-- Required tasks --
A – According to the blog post, which candidate does Madame Biff predict will win Wigram?
B – Please retype the blog post from "I'm personally not" down to "at the table.".
--- START OF Source document ---
Older and wiser. Living a dream.

Monday, July 18, 2005

Madame Biff's political fortunes

I'm personally not gifted with second sight, in fact my first sight isn't that good.

So with a view toward improving the scope of this blog I set out to get some predictions on what will happen at the election. Of course I went to none other than Madame Biff, an aunt for whom I was named. She is of course well known in new age circles and has her own psychic line advertised in the Manukau Courier.

Her house is a million dollar weather board house in Grey Lynn with 2.5 bedrooms.

"You" she said as I arrived at the door. "I was expecting you".
"You had a premonition?"
"No your mother rang."
With a weak cup of tea firmly in hand we sat at the table.
"So you've come to ask about the election?"
"Mum told you?"
"No all the brochures you're holding."
"So what will happen?"
"Which election? September 2005 or Oct 2006?"

With that we got going. I asked her who would win the September 2005 election. "No one," she replied, "except the anarchists."
I told her we don't have any anarchists in Parliament, "The greens" she corrected herself. "And the working for families ads with Maori and Pacific Islanders are working very well for National" she added.
"What will happen Madame Biff?"
"Jim Anderton will win Wigram."
I was getting a little frustrated by this stage,"And?" I asked testily.
"Peter Dunne will win Ohariu Belmont".

I tried a different tack, "Who will Winston go with, Labour or National?"
She supped her tea said it will be difficult but it won't matter as it'll all end in tears when Winston demanded to be the PM after 18 months.
"The polls are looking good for National," I said.
"Yes and they'll do very well, maybe Helen Clark's popularity will decline."
I went for the kill. "So Don Brash will be Prime Minister?"
She held a National Party brochure in her hand, "Ohh these policies look good."
"Yes, but will National be the government?"
"I agree we should be paying for cops not cabs."
"Madame Biff..."
"Treaty of Waitangi all settled!"
"Aunt..."
"No more politically correct rubbish.... and TAX cuts!"
--- END OF Source document ---
--- START OF Data listing ---
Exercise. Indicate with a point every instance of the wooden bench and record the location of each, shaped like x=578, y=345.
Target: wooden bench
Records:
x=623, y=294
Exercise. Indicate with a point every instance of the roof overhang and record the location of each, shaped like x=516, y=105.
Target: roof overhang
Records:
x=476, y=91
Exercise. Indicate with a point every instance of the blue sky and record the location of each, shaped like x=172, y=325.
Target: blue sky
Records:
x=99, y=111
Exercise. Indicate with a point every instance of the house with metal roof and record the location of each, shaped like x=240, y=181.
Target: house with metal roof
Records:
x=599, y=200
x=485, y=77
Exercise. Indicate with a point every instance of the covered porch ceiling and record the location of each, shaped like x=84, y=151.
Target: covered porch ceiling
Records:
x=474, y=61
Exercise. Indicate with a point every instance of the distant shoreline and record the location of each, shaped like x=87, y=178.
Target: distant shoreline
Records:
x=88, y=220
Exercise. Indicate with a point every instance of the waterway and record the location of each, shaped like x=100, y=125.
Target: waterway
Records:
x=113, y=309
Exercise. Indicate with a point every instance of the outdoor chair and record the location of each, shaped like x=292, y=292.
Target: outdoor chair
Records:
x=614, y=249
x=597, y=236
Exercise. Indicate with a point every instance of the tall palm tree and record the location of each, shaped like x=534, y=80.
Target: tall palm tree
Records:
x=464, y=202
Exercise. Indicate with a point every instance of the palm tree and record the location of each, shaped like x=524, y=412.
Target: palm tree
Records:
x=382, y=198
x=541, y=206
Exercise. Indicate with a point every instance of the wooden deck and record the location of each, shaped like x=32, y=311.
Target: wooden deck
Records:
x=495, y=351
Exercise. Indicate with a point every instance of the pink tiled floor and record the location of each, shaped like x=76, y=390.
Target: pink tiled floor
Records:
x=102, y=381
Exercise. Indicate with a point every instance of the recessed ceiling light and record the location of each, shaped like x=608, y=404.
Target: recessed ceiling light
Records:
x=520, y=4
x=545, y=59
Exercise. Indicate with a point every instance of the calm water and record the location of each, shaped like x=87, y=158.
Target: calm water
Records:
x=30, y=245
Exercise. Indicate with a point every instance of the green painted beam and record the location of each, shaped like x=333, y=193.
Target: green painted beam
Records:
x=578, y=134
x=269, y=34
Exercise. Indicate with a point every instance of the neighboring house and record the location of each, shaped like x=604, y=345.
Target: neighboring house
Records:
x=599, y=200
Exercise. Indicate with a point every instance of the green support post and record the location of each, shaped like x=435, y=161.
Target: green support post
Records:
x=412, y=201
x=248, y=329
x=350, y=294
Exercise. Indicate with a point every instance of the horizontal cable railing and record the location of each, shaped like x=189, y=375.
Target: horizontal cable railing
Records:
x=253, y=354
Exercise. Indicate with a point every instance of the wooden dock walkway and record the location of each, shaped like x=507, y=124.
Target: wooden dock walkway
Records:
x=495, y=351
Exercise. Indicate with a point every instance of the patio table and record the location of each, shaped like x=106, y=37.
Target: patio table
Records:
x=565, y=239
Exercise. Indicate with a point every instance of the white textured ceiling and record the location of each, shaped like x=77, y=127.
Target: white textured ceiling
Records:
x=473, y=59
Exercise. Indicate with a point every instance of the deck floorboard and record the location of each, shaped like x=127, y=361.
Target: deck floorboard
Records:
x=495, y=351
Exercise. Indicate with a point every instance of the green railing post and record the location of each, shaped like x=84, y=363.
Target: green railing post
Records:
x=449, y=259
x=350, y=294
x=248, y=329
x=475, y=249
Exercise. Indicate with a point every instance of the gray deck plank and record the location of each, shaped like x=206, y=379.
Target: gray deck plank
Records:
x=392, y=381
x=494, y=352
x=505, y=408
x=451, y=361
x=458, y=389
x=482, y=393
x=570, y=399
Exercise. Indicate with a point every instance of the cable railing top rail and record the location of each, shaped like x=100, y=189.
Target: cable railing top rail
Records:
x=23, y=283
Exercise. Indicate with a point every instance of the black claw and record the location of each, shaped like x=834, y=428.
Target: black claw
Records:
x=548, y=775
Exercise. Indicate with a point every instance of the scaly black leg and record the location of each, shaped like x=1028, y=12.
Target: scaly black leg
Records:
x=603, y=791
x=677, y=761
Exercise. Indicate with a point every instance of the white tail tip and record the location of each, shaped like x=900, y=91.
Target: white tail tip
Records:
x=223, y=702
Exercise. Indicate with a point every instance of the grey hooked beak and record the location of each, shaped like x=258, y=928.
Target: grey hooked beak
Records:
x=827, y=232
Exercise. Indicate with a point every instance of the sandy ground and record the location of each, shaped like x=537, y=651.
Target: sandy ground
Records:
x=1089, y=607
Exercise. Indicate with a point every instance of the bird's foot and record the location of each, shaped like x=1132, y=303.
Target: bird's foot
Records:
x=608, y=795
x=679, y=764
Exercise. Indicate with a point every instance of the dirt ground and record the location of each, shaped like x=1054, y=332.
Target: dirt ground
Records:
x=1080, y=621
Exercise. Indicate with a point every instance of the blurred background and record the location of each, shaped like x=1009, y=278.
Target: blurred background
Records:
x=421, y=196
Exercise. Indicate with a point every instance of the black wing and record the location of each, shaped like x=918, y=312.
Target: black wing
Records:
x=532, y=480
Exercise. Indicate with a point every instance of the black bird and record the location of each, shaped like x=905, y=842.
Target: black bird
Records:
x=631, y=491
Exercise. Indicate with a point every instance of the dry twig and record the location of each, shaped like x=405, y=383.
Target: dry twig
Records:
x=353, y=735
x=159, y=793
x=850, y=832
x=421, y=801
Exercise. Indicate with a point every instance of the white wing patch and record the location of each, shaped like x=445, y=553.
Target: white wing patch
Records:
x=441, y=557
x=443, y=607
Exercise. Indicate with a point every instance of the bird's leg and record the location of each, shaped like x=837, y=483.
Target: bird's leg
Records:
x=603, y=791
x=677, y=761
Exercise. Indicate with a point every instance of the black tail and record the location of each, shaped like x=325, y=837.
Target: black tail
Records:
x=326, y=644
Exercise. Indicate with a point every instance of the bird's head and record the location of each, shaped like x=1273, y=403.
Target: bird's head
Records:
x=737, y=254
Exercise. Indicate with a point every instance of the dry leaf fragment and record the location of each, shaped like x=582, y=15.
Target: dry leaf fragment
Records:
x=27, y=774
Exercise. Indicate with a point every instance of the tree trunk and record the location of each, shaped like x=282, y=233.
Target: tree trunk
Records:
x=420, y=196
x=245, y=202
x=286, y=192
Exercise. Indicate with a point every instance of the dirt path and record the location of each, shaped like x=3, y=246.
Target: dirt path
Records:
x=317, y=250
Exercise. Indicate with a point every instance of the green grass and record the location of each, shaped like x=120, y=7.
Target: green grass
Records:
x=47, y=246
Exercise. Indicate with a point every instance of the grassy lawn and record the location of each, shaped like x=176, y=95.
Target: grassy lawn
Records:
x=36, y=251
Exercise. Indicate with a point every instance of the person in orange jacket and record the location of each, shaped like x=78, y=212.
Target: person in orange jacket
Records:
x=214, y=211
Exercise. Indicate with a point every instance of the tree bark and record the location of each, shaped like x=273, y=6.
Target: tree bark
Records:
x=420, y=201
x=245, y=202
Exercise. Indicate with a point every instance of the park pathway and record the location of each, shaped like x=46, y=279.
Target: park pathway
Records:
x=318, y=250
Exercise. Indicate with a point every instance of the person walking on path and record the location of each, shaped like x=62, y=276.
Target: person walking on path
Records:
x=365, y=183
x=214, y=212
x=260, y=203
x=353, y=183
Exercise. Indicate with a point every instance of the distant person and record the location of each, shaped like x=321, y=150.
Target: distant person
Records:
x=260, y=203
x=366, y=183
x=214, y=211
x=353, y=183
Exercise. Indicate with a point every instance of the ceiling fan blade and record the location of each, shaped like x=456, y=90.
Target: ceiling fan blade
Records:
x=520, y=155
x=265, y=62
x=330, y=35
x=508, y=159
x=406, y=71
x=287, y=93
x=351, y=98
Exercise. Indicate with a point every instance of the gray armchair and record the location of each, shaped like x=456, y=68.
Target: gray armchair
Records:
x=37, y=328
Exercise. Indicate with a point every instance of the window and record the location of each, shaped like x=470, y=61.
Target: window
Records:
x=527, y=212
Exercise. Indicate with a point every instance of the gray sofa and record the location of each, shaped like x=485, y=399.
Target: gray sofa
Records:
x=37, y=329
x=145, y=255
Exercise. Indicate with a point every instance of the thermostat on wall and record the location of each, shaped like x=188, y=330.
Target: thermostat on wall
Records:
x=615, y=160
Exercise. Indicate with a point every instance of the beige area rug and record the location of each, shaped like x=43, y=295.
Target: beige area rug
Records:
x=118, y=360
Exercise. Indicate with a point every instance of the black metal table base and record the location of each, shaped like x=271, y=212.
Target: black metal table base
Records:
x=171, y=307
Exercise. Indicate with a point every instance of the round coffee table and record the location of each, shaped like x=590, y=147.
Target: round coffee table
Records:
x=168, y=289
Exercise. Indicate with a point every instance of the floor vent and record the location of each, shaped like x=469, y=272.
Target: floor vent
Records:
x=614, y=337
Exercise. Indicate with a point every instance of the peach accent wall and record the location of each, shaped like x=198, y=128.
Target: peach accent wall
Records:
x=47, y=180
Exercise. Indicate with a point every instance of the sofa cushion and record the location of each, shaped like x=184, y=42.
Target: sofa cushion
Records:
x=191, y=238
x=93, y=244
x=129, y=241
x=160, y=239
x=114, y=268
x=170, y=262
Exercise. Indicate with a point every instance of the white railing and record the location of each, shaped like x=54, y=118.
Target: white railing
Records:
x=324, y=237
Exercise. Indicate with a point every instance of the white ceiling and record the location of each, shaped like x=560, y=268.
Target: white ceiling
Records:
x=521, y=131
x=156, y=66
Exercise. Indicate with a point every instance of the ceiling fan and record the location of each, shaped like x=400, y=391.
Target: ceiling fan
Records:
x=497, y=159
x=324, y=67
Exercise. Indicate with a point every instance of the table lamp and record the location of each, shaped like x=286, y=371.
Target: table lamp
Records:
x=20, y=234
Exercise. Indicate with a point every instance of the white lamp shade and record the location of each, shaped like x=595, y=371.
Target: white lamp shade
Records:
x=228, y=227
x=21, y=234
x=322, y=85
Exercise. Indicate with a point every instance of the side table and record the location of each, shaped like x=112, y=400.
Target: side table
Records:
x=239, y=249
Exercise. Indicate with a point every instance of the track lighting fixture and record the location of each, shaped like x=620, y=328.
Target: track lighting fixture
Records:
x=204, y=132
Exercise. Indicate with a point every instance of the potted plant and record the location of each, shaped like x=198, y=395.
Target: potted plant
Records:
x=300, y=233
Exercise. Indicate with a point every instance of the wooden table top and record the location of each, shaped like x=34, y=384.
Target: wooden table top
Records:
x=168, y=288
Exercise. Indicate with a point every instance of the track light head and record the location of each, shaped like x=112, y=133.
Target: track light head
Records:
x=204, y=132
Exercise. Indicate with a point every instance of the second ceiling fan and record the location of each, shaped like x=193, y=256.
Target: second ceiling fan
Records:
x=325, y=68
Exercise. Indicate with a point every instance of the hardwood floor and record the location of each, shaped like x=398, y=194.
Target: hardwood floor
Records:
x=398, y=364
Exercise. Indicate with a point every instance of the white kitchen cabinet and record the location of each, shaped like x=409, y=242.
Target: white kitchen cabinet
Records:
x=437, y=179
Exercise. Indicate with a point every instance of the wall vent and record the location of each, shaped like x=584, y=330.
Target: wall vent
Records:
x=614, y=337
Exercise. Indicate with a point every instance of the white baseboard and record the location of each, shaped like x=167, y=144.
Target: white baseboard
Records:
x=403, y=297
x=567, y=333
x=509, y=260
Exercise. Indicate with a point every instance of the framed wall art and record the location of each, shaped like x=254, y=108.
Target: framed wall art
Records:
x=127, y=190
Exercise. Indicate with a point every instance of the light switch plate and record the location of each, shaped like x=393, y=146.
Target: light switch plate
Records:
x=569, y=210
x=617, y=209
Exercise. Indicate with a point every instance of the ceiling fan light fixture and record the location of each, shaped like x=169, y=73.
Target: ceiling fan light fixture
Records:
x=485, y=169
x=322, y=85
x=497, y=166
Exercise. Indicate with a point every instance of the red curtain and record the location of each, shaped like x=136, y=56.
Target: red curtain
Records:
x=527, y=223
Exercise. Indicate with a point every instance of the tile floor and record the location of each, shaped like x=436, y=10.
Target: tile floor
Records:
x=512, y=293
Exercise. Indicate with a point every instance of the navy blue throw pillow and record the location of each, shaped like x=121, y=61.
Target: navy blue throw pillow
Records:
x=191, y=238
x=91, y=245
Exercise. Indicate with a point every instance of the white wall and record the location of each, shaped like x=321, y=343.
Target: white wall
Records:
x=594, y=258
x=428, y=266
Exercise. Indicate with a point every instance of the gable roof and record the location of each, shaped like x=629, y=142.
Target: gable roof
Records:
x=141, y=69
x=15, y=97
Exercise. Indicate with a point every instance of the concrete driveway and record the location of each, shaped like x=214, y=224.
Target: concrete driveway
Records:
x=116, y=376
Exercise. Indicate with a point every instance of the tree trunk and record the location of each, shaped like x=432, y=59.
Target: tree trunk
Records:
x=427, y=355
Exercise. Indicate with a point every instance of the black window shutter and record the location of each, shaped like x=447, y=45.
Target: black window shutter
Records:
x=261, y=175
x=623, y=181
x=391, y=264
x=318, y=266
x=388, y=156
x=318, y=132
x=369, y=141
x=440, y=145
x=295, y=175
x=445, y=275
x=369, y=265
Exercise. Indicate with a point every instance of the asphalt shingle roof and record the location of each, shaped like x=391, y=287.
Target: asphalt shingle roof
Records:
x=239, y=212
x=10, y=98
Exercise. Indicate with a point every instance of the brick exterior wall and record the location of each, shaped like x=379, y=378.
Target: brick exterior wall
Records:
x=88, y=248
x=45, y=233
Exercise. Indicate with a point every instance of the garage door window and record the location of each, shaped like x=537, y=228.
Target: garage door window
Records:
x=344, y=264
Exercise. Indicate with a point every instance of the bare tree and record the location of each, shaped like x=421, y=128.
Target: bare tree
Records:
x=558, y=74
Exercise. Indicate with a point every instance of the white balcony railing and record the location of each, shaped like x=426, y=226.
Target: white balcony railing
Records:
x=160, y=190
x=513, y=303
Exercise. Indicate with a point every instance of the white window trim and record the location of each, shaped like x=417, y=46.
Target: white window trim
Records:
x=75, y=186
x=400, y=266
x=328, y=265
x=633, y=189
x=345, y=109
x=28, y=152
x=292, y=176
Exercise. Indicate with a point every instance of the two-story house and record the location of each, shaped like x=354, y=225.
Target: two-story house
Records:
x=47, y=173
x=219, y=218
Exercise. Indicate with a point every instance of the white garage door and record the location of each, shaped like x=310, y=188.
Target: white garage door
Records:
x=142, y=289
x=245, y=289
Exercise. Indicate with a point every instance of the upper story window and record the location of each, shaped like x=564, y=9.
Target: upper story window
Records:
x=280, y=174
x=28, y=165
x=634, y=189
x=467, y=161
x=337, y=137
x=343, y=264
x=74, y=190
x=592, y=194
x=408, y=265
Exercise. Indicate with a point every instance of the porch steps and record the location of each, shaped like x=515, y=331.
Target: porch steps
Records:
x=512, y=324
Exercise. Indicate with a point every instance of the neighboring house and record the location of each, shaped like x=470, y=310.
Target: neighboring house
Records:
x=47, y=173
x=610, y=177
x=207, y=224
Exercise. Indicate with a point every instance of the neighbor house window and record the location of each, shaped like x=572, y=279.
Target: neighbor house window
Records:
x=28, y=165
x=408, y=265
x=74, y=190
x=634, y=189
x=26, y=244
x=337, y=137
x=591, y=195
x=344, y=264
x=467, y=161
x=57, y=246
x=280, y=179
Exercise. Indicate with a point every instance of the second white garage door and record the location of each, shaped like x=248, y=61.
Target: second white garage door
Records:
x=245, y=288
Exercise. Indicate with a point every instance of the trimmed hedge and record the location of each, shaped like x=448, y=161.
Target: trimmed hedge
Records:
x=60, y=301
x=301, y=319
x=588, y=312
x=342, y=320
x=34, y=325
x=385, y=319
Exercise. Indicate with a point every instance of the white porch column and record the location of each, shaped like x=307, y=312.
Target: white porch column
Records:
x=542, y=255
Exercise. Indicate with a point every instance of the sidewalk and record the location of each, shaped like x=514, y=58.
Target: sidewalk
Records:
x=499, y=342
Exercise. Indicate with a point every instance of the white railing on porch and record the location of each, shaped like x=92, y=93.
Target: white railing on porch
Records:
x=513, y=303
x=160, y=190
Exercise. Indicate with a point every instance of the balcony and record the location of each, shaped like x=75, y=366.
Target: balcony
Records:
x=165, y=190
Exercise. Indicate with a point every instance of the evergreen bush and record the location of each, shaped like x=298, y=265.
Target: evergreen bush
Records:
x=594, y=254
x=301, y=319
--- END OF Data listing ---
-- Responses for each task --
A – Jim Anderton

B –
I'm personally not gifted with second sight, in fact my first sight isn't that good.

So with a view toward improving the scope of this blog I set out to get some predictions on what will happen at the election. Of course I went to none other than Madame Biff, an aunt for whom I was named. She is of course well known in new age circles and has her own psychic line advertised in the Manukau Courier.

Her house is a million dollar weather board house in Grey Lynn with 2.5 bedrooms.

"You" she said as I arrived at the door. "I was expecting you".
"You had a premonition?"
"No your mother rang."
With a weak cup of tea firmly in hand we sat at the table.